◆ 抜粋 ◆

=====

ミステリー作家の新人発掘「このミステリーがすごい大賞」には、
大賞受賞作のほかに、大賞受賞には至らなかったが、将来性を
感じた作品を編集部が推薦し「隠し玉」として刊行しているものがある。
その「隠し玉」の傑作を発見!
たまたま時代推理小説をピックアップしていた時に
タイトルが気になったので、読んでみました。
「大江戸科学捜査 八丁堀のおゆう」です。
いやいや~これはほんとに!まさに!「隠し玉」!!
こんなに面白い作品、隠すなよ~と言いたくなるくらい
面白かったです!
江戸の両国橋近くに住むおゆうは、ある日、老舗の
薬種問屋の主人から、殺された息子の汚名をそそいで
欲しいとの依頼を受ける。
そんな責任重大なお役目、自分に出来るか!?
誰の入れ知恵だ?といぶかしむ、おゆう。
その人物はすぐに判明。
そう、ある事件で八丁堀の同心・鵜飼伝三郎に
手を貸したことがあったのだ。
おゆうは早速伝三郎とともに、薬種問屋息子殺害の
調査に乗り出した。
遺体発見現場は、誰も住んでいない長屋の一室。
二人は遺体が引き揚げられた後の現場を見て、
この場所は殺害現場ではないと判断。
どこか別の場所で殺され、ここへ運ばれたのだ・・。
おゆうは、遺体遺棄現場に落ちていた、血まみれの
手拭いを拝借すると家に持ち帰った。

=====

◆ 課題内容 ◆
時代推理小説の紹介文から、「誰の入れ知恵だ?といぶかしむ、おゆう。」から「手拭いを拝借すると家に持ち帰った。」までを一字も変えずに書き写す。

データセットからの抜粋

=====

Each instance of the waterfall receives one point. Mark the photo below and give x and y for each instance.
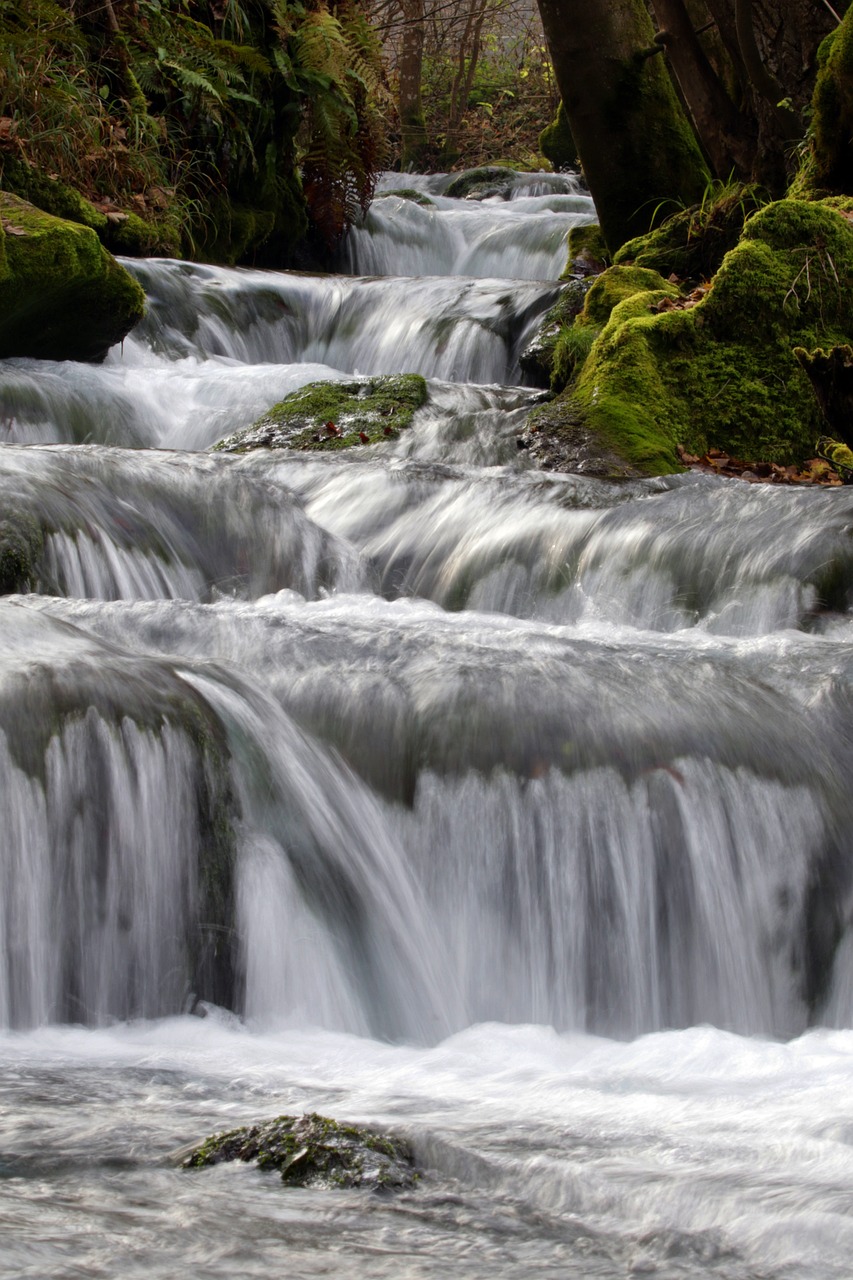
(488, 744)
(413, 785)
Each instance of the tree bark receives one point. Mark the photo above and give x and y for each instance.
(729, 138)
(411, 62)
(635, 145)
(781, 49)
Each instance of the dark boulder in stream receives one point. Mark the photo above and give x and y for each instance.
(314, 1151)
(334, 415)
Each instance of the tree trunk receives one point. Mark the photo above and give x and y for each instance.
(774, 44)
(635, 144)
(729, 137)
(411, 59)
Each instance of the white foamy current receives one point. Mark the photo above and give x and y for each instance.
(416, 787)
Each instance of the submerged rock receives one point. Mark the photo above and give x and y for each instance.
(537, 360)
(314, 1151)
(482, 183)
(62, 295)
(334, 415)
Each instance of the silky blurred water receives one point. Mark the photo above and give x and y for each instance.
(418, 787)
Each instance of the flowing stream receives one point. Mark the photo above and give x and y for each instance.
(419, 787)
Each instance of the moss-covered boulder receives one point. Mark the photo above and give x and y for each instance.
(62, 295)
(719, 369)
(556, 142)
(21, 548)
(833, 113)
(537, 357)
(482, 183)
(121, 231)
(588, 254)
(314, 1151)
(334, 415)
(693, 242)
(418, 197)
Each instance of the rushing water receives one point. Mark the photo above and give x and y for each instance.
(503, 808)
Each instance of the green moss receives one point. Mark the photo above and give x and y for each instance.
(693, 242)
(373, 407)
(416, 197)
(538, 357)
(557, 144)
(724, 373)
(839, 455)
(478, 183)
(614, 286)
(570, 352)
(314, 1151)
(62, 295)
(833, 113)
(235, 233)
(135, 237)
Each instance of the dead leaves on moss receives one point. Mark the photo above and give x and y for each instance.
(683, 304)
(816, 471)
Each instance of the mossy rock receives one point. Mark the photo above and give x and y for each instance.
(538, 357)
(62, 295)
(334, 415)
(556, 142)
(588, 254)
(235, 232)
(614, 286)
(723, 373)
(135, 237)
(693, 242)
(314, 1151)
(831, 156)
(416, 197)
(49, 193)
(480, 183)
(121, 232)
(21, 548)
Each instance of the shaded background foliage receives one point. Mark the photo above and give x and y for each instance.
(220, 124)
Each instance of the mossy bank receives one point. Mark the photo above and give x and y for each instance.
(712, 366)
(314, 1151)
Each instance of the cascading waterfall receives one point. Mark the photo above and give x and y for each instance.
(500, 804)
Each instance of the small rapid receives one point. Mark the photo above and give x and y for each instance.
(413, 784)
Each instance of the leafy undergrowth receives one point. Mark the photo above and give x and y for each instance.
(815, 471)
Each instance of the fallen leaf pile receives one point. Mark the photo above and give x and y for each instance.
(683, 304)
(816, 471)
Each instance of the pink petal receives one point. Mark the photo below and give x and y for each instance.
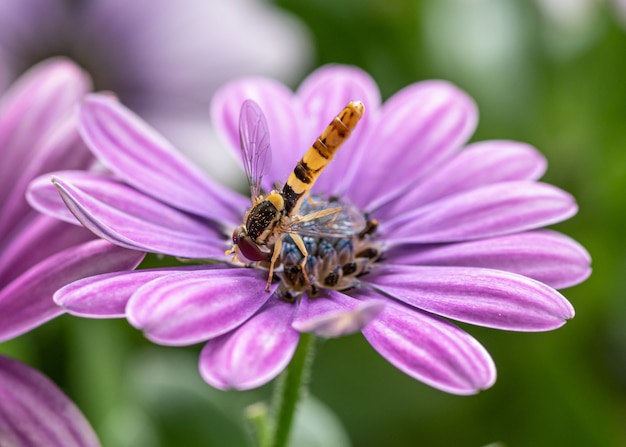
(431, 350)
(489, 211)
(254, 353)
(335, 314)
(144, 159)
(480, 164)
(39, 236)
(106, 295)
(479, 296)
(546, 256)
(30, 110)
(27, 301)
(128, 218)
(420, 127)
(62, 148)
(35, 412)
(191, 307)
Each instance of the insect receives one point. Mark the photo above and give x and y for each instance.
(271, 217)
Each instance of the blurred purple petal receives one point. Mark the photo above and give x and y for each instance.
(34, 412)
(128, 218)
(280, 109)
(106, 295)
(546, 256)
(42, 96)
(191, 307)
(324, 93)
(431, 350)
(479, 164)
(483, 297)
(491, 210)
(419, 127)
(254, 353)
(45, 198)
(335, 314)
(63, 148)
(27, 301)
(42, 99)
(144, 159)
(39, 237)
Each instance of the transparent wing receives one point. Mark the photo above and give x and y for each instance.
(254, 138)
(347, 221)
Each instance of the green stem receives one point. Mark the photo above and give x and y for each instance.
(290, 388)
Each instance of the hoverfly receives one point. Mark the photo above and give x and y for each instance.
(272, 217)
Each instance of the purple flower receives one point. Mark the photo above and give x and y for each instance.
(33, 411)
(39, 254)
(457, 235)
(165, 59)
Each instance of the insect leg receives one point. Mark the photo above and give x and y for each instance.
(300, 244)
(278, 248)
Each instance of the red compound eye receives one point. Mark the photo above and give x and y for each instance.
(248, 248)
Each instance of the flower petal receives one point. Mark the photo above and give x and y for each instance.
(546, 256)
(492, 210)
(478, 165)
(106, 295)
(485, 297)
(36, 238)
(324, 93)
(254, 353)
(431, 350)
(42, 96)
(144, 159)
(186, 308)
(27, 301)
(35, 412)
(62, 148)
(280, 108)
(126, 217)
(45, 198)
(420, 126)
(335, 314)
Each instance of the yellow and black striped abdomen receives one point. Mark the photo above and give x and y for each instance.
(319, 155)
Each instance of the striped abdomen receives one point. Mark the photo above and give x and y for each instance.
(319, 155)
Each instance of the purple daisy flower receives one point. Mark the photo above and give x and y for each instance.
(33, 411)
(457, 234)
(39, 254)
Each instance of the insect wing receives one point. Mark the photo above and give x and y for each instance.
(346, 222)
(254, 138)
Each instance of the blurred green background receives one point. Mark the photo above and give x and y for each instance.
(553, 78)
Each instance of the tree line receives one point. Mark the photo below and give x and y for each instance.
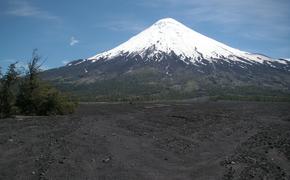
(25, 93)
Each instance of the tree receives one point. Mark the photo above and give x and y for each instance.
(7, 97)
(37, 97)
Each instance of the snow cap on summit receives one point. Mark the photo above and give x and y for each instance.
(168, 35)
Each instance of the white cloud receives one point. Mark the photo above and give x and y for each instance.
(122, 25)
(73, 41)
(64, 62)
(25, 9)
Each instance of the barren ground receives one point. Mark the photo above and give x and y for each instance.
(200, 140)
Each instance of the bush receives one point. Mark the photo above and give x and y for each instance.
(39, 98)
(7, 97)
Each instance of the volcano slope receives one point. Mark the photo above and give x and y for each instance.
(176, 140)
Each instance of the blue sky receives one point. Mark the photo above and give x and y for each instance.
(67, 30)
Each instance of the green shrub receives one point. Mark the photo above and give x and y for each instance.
(36, 97)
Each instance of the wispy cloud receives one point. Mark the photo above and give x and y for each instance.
(22, 8)
(122, 25)
(64, 62)
(73, 41)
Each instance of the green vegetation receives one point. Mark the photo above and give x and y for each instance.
(34, 96)
(7, 97)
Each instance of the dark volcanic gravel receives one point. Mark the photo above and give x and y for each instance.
(205, 140)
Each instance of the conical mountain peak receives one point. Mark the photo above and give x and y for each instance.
(168, 35)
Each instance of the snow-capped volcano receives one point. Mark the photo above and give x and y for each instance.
(168, 35)
(169, 59)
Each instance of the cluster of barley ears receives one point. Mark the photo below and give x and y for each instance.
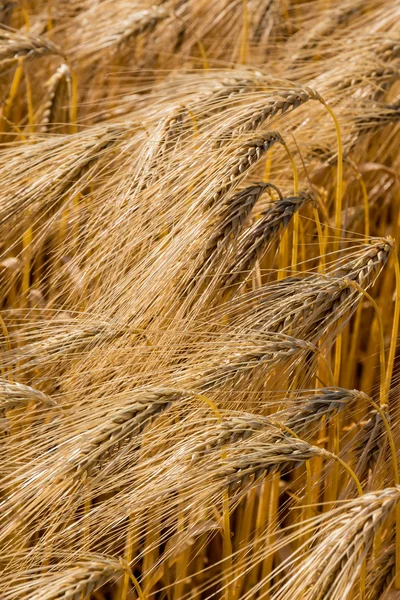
(199, 300)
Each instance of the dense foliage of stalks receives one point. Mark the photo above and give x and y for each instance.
(199, 299)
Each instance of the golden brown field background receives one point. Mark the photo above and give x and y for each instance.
(200, 299)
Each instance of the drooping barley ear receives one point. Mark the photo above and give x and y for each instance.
(278, 455)
(254, 242)
(287, 100)
(15, 45)
(14, 395)
(244, 158)
(58, 92)
(333, 297)
(128, 422)
(369, 443)
(233, 214)
(257, 354)
(79, 581)
(231, 430)
(325, 404)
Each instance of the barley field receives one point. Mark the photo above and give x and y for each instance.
(199, 299)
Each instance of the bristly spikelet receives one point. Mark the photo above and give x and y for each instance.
(178, 349)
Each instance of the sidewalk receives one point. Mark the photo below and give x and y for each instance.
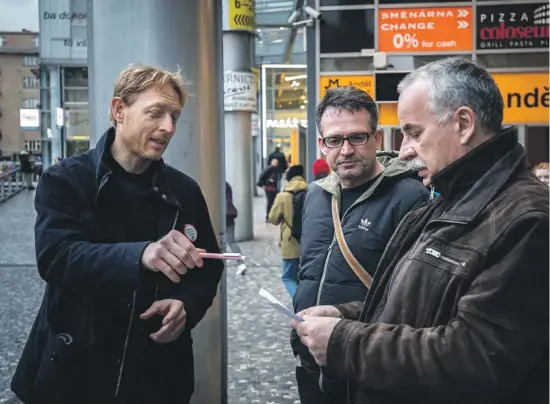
(261, 364)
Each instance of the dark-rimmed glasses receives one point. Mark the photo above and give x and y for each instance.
(356, 139)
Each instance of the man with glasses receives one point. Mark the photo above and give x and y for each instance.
(374, 191)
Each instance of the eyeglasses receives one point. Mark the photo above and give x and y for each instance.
(356, 139)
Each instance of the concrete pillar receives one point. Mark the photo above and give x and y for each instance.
(521, 135)
(238, 62)
(387, 139)
(171, 34)
(55, 102)
(312, 100)
(44, 111)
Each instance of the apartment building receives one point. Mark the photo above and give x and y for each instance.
(19, 93)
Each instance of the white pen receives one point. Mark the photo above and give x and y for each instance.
(224, 256)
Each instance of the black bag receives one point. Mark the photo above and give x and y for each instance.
(298, 199)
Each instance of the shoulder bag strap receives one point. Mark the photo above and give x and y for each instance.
(361, 273)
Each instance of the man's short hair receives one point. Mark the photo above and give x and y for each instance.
(350, 99)
(136, 79)
(458, 82)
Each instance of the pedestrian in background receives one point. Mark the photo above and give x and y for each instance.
(282, 214)
(268, 181)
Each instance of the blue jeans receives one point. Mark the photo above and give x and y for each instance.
(290, 275)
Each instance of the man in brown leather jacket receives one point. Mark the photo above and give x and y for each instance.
(458, 311)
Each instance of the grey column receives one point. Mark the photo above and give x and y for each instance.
(239, 155)
(521, 135)
(312, 94)
(44, 112)
(387, 139)
(55, 102)
(172, 34)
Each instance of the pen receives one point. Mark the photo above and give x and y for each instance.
(224, 256)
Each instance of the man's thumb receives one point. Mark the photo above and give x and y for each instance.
(151, 311)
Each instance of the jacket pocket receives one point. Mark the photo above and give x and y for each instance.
(60, 369)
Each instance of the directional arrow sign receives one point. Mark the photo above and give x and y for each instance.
(240, 15)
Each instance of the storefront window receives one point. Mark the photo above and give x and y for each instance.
(344, 31)
(285, 106)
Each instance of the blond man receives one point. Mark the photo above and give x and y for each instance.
(118, 240)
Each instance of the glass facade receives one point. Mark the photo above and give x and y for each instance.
(284, 100)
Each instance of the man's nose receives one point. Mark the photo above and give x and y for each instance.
(347, 149)
(406, 152)
(167, 124)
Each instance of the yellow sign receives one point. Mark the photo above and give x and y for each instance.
(526, 97)
(365, 83)
(242, 15)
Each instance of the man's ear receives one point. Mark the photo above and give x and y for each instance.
(466, 124)
(378, 136)
(322, 145)
(117, 110)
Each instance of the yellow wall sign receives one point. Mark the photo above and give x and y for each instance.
(526, 97)
(242, 15)
(365, 83)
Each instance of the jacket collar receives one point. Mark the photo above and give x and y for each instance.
(471, 182)
(160, 181)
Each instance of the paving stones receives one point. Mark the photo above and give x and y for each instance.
(260, 361)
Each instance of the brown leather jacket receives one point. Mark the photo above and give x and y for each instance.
(458, 312)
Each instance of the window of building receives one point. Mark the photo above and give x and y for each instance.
(33, 145)
(510, 60)
(31, 103)
(30, 61)
(410, 62)
(31, 82)
(346, 64)
(386, 86)
(346, 31)
(324, 3)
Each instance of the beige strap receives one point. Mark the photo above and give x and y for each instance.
(361, 272)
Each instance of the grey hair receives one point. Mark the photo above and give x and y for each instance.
(350, 99)
(457, 82)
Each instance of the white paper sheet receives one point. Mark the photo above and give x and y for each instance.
(278, 305)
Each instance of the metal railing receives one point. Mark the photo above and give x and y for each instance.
(11, 183)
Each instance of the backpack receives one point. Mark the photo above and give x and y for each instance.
(298, 199)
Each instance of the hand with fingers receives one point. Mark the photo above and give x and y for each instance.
(173, 255)
(173, 322)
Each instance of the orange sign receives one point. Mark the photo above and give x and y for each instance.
(526, 97)
(365, 83)
(431, 29)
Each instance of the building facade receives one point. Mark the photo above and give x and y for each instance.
(373, 44)
(19, 94)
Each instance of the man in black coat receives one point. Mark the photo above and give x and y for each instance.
(118, 238)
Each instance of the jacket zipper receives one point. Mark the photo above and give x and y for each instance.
(132, 312)
(437, 254)
(121, 369)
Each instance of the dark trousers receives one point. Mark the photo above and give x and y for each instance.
(334, 391)
(270, 196)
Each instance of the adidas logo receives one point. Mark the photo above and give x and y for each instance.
(364, 225)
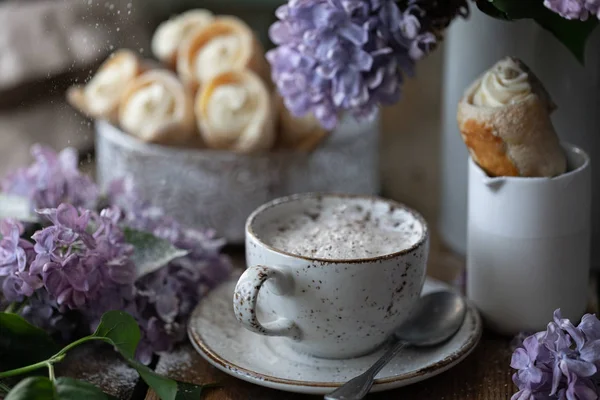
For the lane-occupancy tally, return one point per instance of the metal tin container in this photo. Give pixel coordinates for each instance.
(220, 189)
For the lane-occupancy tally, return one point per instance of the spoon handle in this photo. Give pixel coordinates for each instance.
(357, 388)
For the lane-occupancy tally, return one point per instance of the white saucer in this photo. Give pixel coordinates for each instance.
(267, 361)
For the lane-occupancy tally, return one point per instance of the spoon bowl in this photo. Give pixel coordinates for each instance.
(436, 318)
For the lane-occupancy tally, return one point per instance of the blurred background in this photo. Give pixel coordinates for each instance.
(47, 45)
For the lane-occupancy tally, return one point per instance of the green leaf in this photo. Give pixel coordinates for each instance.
(23, 344)
(571, 33)
(72, 389)
(119, 329)
(487, 7)
(16, 207)
(150, 252)
(165, 388)
(41, 388)
(33, 388)
(188, 391)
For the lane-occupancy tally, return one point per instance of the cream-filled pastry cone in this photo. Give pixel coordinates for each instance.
(504, 119)
(299, 133)
(157, 108)
(235, 111)
(226, 44)
(172, 33)
(100, 97)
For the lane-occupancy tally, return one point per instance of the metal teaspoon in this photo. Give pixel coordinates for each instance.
(436, 318)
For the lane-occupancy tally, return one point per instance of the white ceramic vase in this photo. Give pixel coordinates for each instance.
(473, 46)
(528, 246)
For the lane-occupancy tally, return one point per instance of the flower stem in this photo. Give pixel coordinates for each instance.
(49, 363)
(4, 387)
(50, 371)
(23, 370)
(59, 356)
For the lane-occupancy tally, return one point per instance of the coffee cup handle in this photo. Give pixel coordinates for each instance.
(246, 295)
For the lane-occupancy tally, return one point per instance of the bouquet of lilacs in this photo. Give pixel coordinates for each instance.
(562, 362)
(335, 57)
(70, 252)
(350, 56)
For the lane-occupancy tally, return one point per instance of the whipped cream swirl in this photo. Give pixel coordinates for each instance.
(172, 32)
(147, 108)
(231, 109)
(104, 90)
(217, 56)
(506, 83)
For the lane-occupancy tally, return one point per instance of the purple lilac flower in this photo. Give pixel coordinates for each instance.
(336, 56)
(42, 311)
(165, 298)
(16, 279)
(77, 266)
(569, 9)
(561, 362)
(51, 180)
(574, 9)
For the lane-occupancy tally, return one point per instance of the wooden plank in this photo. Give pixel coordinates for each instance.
(484, 375)
(101, 366)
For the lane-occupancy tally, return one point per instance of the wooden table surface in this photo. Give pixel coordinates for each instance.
(484, 375)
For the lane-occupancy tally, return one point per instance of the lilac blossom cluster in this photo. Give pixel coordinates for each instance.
(51, 180)
(575, 9)
(560, 363)
(350, 56)
(80, 260)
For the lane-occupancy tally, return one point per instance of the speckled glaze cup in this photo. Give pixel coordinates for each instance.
(329, 308)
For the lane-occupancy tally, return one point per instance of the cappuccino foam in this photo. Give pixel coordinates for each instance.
(348, 229)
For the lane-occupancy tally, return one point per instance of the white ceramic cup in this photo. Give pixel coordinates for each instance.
(329, 308)
(528, 247)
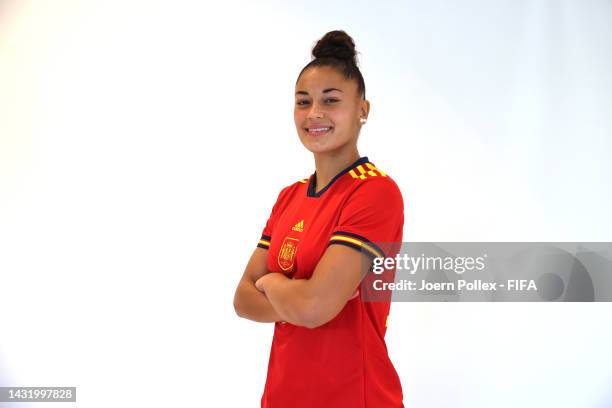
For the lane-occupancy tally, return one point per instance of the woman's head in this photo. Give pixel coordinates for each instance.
(330, 95)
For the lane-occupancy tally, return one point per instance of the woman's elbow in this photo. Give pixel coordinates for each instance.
(313, 315)
(238, 306)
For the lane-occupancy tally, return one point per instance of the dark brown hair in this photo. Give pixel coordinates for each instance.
(337, 50)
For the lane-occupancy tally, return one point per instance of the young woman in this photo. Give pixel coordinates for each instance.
(328, 348)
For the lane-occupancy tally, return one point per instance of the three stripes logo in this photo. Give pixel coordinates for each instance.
(299, 227)
(362, 173)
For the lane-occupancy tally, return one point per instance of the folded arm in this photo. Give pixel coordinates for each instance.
(315, 301)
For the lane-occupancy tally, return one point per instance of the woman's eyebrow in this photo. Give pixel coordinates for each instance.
(324, 91)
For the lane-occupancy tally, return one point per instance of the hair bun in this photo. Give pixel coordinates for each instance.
(335, 44)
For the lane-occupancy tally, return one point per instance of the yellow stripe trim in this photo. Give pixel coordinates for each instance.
(357, 242)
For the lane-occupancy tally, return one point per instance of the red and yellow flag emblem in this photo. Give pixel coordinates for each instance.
(286, 254)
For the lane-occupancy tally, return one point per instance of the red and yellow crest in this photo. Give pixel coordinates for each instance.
(286, 254)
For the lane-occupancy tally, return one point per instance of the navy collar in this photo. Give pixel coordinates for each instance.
(312, 184)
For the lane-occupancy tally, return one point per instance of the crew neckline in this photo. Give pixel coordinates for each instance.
(312, 183)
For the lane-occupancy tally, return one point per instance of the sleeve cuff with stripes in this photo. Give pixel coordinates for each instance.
(264, 242)
(357, 242)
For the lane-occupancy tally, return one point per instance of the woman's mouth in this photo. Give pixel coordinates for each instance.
(319, 131)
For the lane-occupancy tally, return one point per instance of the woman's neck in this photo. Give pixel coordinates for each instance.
(329, 164)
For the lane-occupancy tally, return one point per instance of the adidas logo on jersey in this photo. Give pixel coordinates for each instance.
(299, 227)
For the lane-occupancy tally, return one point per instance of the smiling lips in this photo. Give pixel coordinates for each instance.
(318, 130)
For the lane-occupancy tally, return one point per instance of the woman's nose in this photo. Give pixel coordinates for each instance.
(315, 112)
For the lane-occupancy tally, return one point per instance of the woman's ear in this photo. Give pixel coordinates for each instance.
(365, 108)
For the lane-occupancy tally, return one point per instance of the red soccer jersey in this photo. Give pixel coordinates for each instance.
(343, 363)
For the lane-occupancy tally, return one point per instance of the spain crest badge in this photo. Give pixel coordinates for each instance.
(286, 254)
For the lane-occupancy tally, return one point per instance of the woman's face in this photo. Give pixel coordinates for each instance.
(327, 110)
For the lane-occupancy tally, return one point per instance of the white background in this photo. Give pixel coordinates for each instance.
(142, 145)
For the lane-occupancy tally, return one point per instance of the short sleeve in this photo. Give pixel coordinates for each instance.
(266, 234)
(373, 214)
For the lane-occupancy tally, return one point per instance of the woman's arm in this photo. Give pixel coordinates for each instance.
(315, 301)
(250, 303)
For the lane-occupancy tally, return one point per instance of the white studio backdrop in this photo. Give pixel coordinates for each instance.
(142, 145)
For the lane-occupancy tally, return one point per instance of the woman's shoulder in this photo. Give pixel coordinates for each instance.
(376, 182)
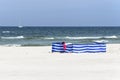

=====

◆ 課題の解答 ◆
誰の入れ知恵だ?といぶかしむ、おゆう。
その人物はすぐに判明。
そう、ある事件で八丁堀の同心・鵜飼伝三郎に
手を貸したことがあったのだ。
おゆうは早速伝三郎とともに、薬種問屋息子殺害の
調査に乗り出した。
遺体発見現場は、誰も住んでいない長屋の一室。
二人は遺体が引き揚げられた後の現場を見て、
この場所は殺害現場ではないと判断。
どこか別の場所で殺され、ここへ運ばれたのだ・・。
おゆうは、遺体遺棄現場に落ちていた、血まみれの
手拭いを拝借すると家に持ち帰った。